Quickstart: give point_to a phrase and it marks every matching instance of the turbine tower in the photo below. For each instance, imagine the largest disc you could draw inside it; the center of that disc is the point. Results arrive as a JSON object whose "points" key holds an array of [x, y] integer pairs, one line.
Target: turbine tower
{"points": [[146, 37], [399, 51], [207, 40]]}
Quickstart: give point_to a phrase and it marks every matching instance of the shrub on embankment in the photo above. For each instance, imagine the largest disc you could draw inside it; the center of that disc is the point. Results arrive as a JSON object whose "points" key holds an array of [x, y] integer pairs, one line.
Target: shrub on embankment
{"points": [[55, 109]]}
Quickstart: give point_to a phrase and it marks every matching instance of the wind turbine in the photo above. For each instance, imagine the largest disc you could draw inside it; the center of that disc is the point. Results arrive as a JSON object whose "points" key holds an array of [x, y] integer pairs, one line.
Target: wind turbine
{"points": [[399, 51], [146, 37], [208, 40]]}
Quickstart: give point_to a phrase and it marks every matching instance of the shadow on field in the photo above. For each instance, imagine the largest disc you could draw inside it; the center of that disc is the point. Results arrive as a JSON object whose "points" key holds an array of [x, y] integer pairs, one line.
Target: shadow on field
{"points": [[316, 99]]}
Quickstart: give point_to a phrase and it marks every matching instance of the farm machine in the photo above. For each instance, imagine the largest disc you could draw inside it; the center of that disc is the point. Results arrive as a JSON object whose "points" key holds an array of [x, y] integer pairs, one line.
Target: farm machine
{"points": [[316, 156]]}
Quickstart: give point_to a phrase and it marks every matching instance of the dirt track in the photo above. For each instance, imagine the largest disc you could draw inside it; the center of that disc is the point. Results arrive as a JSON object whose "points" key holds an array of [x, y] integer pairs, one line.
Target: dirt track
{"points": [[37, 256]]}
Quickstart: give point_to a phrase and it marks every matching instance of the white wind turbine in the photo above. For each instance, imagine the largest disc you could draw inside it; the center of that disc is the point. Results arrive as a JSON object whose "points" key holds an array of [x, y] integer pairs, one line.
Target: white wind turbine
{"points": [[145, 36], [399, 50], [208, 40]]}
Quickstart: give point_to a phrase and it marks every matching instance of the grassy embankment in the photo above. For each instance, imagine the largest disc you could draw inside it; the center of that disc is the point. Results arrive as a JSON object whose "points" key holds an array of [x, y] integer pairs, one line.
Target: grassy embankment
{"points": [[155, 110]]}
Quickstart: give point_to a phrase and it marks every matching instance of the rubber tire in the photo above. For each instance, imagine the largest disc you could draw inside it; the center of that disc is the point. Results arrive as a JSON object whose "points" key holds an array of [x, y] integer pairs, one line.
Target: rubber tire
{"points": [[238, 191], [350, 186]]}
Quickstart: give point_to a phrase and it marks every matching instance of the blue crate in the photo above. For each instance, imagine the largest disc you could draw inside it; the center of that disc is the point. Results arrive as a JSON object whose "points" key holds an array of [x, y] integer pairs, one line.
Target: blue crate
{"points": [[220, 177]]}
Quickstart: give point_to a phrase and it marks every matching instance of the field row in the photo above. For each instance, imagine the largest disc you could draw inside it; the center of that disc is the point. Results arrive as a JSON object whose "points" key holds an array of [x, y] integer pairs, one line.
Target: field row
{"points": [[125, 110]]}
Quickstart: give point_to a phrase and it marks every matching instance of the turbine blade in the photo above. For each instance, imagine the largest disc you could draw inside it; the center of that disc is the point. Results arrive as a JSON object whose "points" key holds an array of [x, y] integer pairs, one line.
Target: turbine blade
------------------------------------------------------------
Report, for the data above, every line in which the string "blade" appears.

Quickstart: give point_to a phrase and it marks every matching instance of the turbine blade in the photo above. For each instance, imagine the largest disc you could draw inside it; the center of that disc is the point. Results arrive as a JSON object whose "points" key holds an array of [x, y] integer pairs, one line.
Target: turbine blade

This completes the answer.